**Exercise requirements:** Convert the material below into a JSON list of strings, with one string for each line and any blank lines omitted.

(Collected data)
[BEGIN]

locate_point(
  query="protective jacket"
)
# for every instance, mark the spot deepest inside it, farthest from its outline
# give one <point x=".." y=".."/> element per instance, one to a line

[END]

**Answer for this exercise:**
[
  "locate_point(",
  "  query=\"protective jacket\"",
  ")",
  "# for every instance, mark the spot deepest inside it, farthest from its outline",
  "# give one <point x=\"..\" y=\"..\"/> element per instance, one to a line"
]